▶ Exercise aim: List all the lines in these records that hold "below".

▶ Exercise data:
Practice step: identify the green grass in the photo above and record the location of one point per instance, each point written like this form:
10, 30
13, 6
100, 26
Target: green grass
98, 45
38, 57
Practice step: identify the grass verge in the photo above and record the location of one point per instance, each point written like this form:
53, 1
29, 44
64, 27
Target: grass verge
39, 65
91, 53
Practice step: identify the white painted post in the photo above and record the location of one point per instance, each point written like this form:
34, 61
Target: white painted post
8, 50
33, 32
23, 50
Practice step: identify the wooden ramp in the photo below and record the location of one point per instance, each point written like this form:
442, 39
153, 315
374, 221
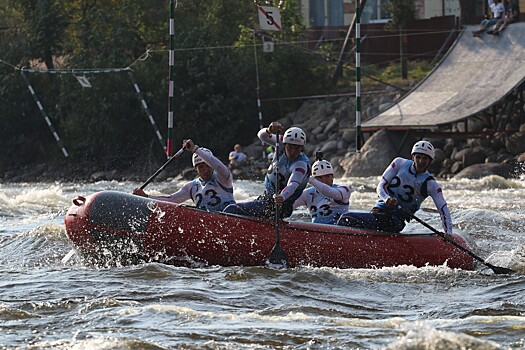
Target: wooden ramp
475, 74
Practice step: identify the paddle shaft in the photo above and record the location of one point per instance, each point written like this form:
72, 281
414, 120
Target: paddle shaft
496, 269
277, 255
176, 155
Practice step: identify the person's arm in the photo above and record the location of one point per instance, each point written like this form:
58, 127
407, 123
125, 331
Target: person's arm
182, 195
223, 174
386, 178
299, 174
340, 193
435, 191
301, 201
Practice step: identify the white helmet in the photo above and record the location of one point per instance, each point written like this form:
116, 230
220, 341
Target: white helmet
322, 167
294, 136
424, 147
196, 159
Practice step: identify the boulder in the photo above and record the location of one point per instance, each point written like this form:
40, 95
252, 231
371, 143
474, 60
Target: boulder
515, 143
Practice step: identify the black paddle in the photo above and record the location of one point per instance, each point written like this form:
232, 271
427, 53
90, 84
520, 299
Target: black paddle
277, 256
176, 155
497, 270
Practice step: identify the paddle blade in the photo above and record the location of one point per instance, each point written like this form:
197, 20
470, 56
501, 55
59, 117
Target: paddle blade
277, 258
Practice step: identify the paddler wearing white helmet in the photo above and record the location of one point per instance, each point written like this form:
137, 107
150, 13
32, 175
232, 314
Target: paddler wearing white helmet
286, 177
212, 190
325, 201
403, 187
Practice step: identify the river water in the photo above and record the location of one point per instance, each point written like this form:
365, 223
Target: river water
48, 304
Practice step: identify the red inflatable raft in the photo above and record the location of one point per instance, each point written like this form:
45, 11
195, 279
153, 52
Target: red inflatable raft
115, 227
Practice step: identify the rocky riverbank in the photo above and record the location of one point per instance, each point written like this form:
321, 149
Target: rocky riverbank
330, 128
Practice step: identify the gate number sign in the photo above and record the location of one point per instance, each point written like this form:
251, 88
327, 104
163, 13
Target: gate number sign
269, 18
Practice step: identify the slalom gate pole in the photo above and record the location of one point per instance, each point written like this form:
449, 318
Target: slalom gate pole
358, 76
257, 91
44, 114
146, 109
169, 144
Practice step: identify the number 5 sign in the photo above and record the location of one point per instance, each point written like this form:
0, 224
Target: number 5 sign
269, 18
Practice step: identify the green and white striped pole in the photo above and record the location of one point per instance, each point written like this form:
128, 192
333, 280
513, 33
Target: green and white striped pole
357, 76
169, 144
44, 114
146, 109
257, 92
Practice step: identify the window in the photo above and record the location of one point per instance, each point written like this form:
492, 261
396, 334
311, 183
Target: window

---

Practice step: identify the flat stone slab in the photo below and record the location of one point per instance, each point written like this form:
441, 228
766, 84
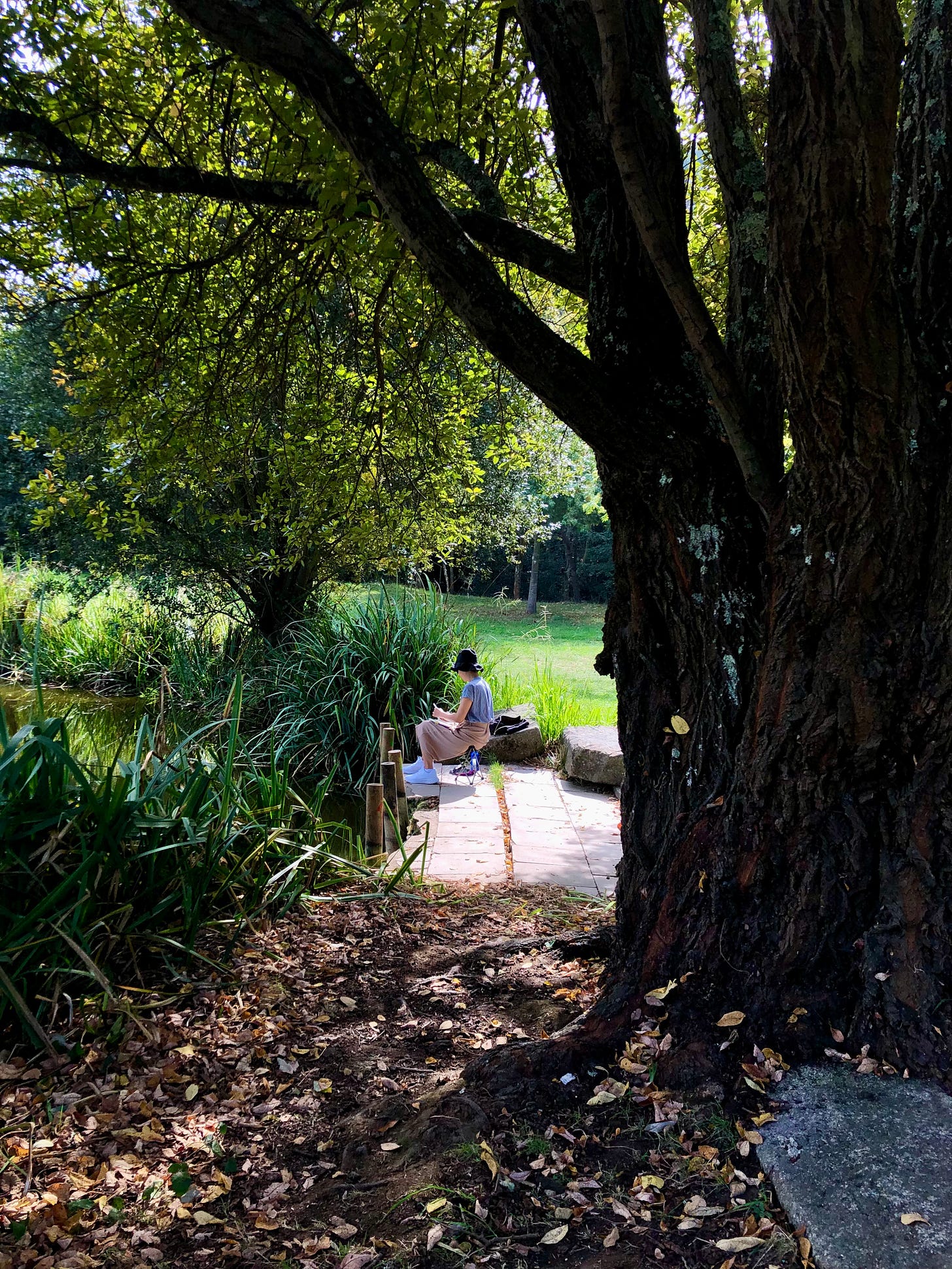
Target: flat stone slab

▶ Task result:
Practice step: identify the wooden ramp in the photo below and record the location of one point per instance, each point written like this form:
Practice step: identify the flat stone slab in the photo below and record the location of one point per instance, each point written like this form:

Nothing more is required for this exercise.